Task prompt: Look for "query" in each line of the entries, and return the matching lines.

Excerpts from a dataset:
#####

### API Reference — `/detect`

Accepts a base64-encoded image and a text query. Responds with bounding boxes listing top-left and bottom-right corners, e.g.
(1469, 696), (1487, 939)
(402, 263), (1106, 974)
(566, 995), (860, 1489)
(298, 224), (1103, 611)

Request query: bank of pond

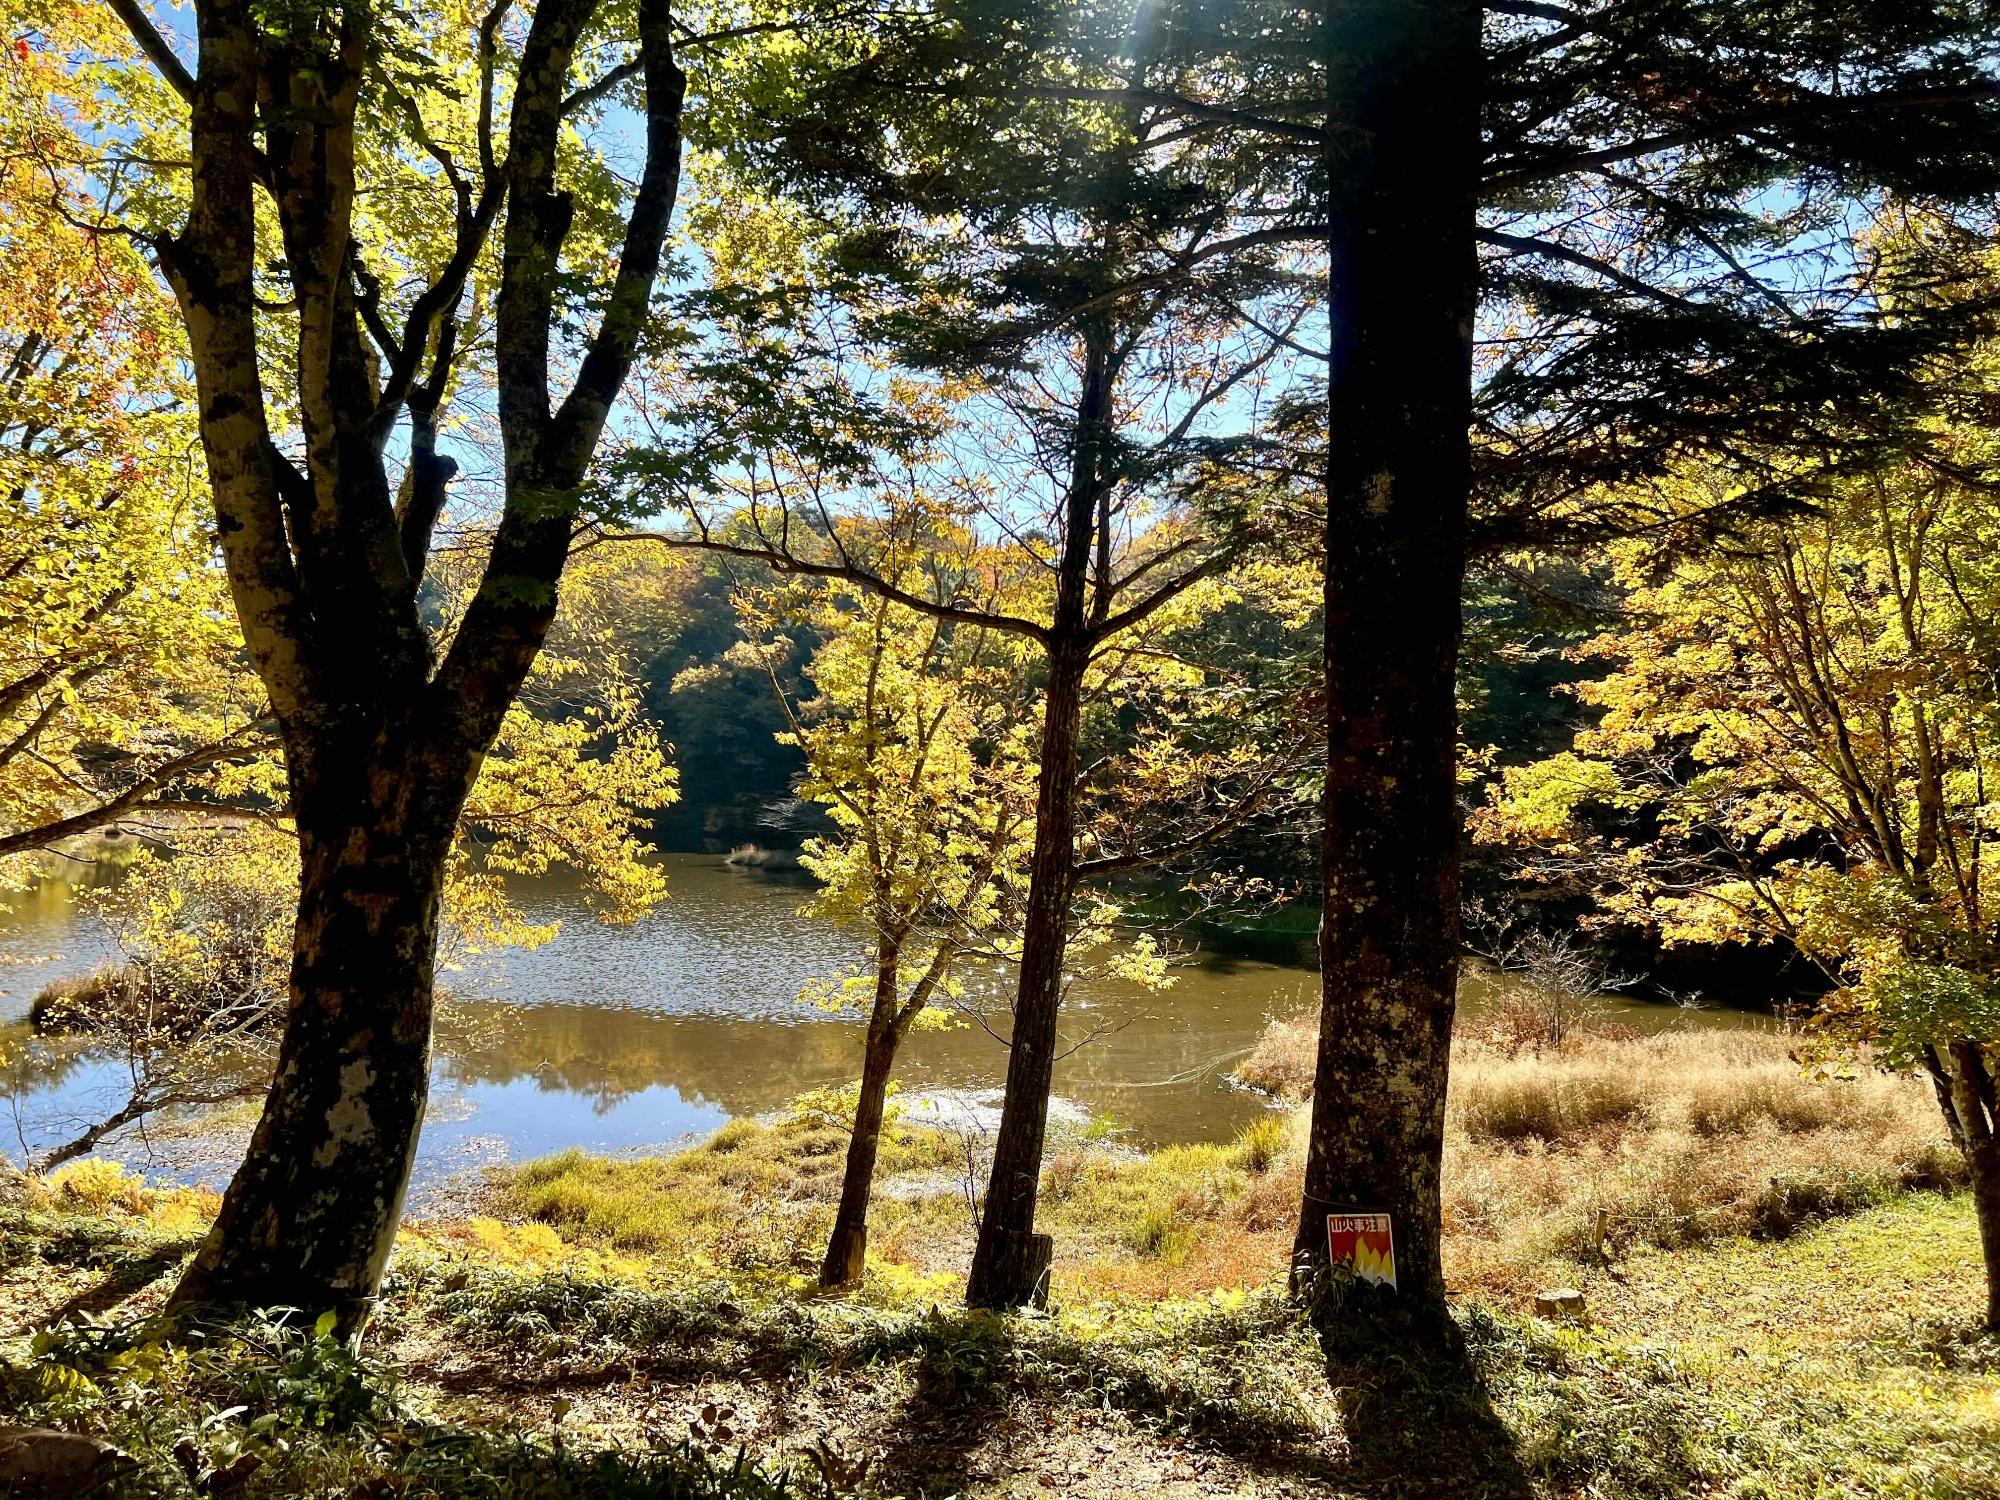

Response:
(0, 1020), (1991, 1499)
(1, 855), (1774, 1190)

#####

Output of the exercise:
Accepts a base64-encoded image and a text query. Responds with bounding boxes listing top-left and bottom-right corners, e.g.
Request query: bank of pond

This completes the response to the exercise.